Segment Open

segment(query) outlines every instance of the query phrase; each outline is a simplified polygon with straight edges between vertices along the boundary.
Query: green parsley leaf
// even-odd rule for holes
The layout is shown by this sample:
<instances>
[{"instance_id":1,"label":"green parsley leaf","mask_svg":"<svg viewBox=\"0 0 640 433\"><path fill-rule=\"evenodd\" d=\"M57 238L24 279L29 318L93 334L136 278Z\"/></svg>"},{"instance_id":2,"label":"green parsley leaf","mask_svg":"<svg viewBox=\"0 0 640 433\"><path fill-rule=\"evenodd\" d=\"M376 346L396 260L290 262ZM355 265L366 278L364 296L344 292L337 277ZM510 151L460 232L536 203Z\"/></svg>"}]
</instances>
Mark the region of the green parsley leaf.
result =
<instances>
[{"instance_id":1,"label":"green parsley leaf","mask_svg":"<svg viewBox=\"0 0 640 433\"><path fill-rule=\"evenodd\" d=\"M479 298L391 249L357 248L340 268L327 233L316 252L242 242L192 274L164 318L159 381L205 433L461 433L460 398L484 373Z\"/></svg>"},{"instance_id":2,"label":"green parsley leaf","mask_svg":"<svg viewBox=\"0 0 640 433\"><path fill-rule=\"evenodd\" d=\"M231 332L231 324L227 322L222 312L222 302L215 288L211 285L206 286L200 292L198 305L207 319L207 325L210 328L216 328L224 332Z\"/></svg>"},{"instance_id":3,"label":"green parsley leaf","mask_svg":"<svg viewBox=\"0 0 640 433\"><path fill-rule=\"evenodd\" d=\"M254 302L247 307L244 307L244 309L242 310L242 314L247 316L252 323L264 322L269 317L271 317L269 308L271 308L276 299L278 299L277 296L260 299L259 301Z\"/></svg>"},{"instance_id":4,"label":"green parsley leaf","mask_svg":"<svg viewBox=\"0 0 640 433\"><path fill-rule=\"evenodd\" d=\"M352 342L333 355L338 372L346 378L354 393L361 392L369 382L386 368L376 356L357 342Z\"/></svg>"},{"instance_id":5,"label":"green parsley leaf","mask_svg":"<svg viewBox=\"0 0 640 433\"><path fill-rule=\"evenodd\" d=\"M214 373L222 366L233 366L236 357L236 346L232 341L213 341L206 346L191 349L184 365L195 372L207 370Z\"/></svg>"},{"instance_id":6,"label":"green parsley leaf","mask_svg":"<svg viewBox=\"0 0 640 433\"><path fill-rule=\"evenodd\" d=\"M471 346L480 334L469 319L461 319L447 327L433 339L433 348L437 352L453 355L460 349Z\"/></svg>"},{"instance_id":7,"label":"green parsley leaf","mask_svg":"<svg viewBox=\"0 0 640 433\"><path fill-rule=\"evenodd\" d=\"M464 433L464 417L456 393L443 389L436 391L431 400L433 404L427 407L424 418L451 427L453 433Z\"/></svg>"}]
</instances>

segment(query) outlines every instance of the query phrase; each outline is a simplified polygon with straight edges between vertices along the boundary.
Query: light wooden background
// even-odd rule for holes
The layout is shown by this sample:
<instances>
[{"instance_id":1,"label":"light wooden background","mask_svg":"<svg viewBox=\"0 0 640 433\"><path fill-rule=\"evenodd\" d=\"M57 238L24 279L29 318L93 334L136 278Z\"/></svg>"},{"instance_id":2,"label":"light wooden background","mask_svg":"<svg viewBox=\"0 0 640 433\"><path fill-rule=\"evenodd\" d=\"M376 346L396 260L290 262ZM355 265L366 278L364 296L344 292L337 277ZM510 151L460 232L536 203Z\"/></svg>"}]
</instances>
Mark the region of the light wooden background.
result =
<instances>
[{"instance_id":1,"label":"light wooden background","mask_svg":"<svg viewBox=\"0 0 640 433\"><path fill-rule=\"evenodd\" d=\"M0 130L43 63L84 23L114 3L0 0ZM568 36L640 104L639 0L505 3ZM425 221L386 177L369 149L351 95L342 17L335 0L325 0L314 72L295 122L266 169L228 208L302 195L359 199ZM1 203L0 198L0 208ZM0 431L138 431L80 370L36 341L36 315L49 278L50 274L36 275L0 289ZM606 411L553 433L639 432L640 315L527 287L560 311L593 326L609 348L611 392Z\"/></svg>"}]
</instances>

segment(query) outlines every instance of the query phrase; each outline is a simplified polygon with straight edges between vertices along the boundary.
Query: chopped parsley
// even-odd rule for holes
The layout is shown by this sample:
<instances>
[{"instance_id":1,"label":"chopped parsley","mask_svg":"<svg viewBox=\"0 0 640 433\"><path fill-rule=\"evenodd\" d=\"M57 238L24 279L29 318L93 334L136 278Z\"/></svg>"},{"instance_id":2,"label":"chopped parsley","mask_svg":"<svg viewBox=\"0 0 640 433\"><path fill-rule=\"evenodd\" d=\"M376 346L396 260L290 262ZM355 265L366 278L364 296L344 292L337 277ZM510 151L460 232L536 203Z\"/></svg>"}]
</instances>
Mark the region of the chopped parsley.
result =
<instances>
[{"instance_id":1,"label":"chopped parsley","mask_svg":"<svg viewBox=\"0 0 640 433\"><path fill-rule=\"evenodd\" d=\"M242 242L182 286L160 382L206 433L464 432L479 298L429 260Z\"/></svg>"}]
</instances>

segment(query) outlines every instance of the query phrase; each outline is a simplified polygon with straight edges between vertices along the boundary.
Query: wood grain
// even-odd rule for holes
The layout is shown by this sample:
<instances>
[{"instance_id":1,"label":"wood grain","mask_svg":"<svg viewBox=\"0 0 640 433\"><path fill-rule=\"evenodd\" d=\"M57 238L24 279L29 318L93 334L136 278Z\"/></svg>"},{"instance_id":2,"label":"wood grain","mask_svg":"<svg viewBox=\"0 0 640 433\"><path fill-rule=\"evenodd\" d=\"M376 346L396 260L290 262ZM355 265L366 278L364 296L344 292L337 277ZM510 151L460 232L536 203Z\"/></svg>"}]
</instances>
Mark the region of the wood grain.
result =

Segment Closed

## TO DO
Would you set down all the lines above, exactly and in full?

## REPLY
segment(query) outlines every instance of the query phrase; each outline is a simplified polygon with straight edges between vertices along the boundary.
Query: green parsley leaf
// even-odd rule for holes
The layout is shown by this sample:
<instances>
[{"instance_id":1,"label":"green parsley leaf","mask_svg":"<svg viewBox=\"0 0 640 433\"><path fill-rule=\"evenodd\" d=\"M57 238L24 279L29 318L93 334L136 278Z\"/></svg>"},{"instance_id":2,"label":"green parsley leaf","mask_svg":"<svg viewBox=\"0 0 640 433\"><path fill-rule=\"evenodd\" d=\"M376 346L396 260L290 262ZM355 265L366 278L364 296L344 292L337 277ZM510 151L460 232L536 203Z\"/></svg>"}]
</instances>
Mark the region of the green parsley leaf.
result =
<instances>
[{"instance_id":1,"label":"green parsley leaf","mask_svg":"<svg viewBox=\"0 0 640 433\"><path fill-rule=\"evenodd\" d=\"M479 298L391 249L357 248L340 268L327 233L316 252L242 242L192 274L164 318L159 381L205 433L461 433L460 398L484 373Z\"/></svg>"},{"instance_id":2,"label":"green parsley leaf","mask_svg":"<svg viewBox=\"0 0 640 433\"><path fill-rule=\"evenodd\" d=\"M231 332L231 324L227 322L222 312L222 302L215 288L211 285L206 286L200 292L198 305L207 319L207 325L210 328L216 328L224 332Z\"/></svg>"},{"instance_id":3,"label":"green parsley leaf","mask_svg":"<svg viewBox=\"0 0 640 433\"><path fill-rule=\"evenodd\" d=\"M254 302L247 307L244 307L244 309L242 310L242 314L247 316L252 323L264 322L269 317L271 317L269 308L271 308L276 299L278 299L277 296L260 299L259 301Z\"/></svg>"},{"instance_id":4,"label":"green parsley leaf","mask_svg":"<svg viewBox=\"0 0 640 433\"><path fill-rule=\"evenodd\" d=\"M352 342L333 355L338 372L346 378L354 393L361 392L369 382L386 368L376 356L357 342Z\"/></svg>"},{"instance_id":5,"label":"green parsley leaf","mask_svg":"<svg viewBox=\"0 0 640 433\"><path fill-rule=\"evenodd\" d=\"M214 373L222 366L233 366L236 357L236 346L232 341L213 341L206 346L191 349L184 365L195 372L207 370Z\"/></svg>"},{"instance_id":6,"label":"green parsley leaf","mask_svg":"<svg viewBox=\"0 0 640 433\"><path fill-rule=\"evenodd\" d=\"M471 346L480 334L469 319L461 319L447 327L433 339L433 348L437 352L453 355L460 349Z\"/></svg>"},{"instance_id":7,"label":"green parsley leaf","mask_svg":"<svg viewBox=\"0 0 640 433\"><path fill-rule=\"evenodd\" d=\"M464 433L464 417L456 393L443 389L436 391L431 400L433 404L427 407L424 418L451 427L453 433Z\"/></svg>"}]
</instances>

segment(query) outlines every instance of the query phrase; each outline is a simplified polygon with straight edges between vertices along the boundary.
Query: light wooden background
// even-odd rule for holes
The layout is shown by this sample:
<instances>
[{"instance_id":1,"label":"light wooden background","mask_svg":"<svg viewBox=\"0 0 640 433\"><path fill-rule=\"evenodd\" d=\"M57 238L24 279L29 318L93 334L136 278Z\"/></svg>"},{"instance_id":2,"label":"light wooden background","mask_svg":"<svg viewBox=\"0 0 640 433\"><path fill-rule=\"evenodd\" d=\"M376 346L396 260L290 262ZM355 265L366 278L364 296L344 292L337 277ZM510 151L460 232L536 203Z\"/></svg>"}]
</instances>
Mark the region of the light wooden background.
result =
<instances>
[{"instance_id":1,"label":"light wooden background","mask_svg":"<svg viewBox=\"0 0 640 433\"><path fill-rule=\"evenodd\" d=\"M0 130L43 63L84 23L114 3L0 0ZM568 36L640 104L639 0L505 3ZM425 221L386 177L369 149L351 95L342 17L335 0L325 0L314 72L295 122L266 169L228 208L302 195L359 199ZM1 203L0 198L0 208ZM0 431L138 431L80 370L36 341L36 315L49 278L50 274L36 275L0 289ZM606 411L553 433L639 432L640 315L527 287L560 311L593 326L609 348L611 392Z\"/></svg>"}]
</instances>

segment(query) outlines every instance of the query phrase; each outline is a simplified polygon with straight edges between vertices along the boundary.
Query: chopped parsley
// even-odd rule for holes
The layout is shown by this sample:
<instances>
[{"instance_id":1,"label":"chopped parsley","mask_svg":"<svg viewBox=\"0 0 640 433\"><path fill-rule=\"evenodd\" d=\"M57 238L24 279L29 318L93 334L136 278Z\"/></svg>"},{"instance_id":2,"label":"chopped parsley","mask_svg":"<svg viewBox=\"0 0 640 433\"><path fill-rule=\"evenodd\" d=\"M376 346L396 260L290 262ZM355 265L366 278L364 296L344 292L337 277ZM510 151L460 232L536 203Z\"/></svg>"}]
</instances>
Mark the region of the chopped parsley.
result =
<instances>
[{"instance_id":1,"label":"chopped parsley","mask_svg":"<svg viewBox=\"0 0 640 433\"><path fill-rule=\"evenodd\" d=\"M242 242L182 286L160 382L206 433L464 432L479 298L429 260Z\"/></svg>"}]
</instances>

segment(query) outlines every instance of the query phrase; each outline is a simplified polygon with straight edges between vertices along the boundary.
Query: wood grain
// even-odd rule for holes
The layout is shown by this sample:
<instances>
[{"instance_id":1,"label":"wood grain","mask_svg":"<svg viewBox=\"0 0 640 433\"><path fill-rule=\"evenodd\" d=\"M57 238L24 279L29 318L93 334L136 278Z\"/></svg>"},{"instance_id":2,"label":"wood grain","mask_svg":"<svg viewBox=\"0 0 640 433\"><path fill-rule=\"evenodd\" d=\"M376 346L396 260L290 262ZM355 265L366 278L364 296L344 292L337 277ZM510 151L460 232L536 203Z\"/></svg>"}]
</instances>
Mark the region of the wood grain.
result =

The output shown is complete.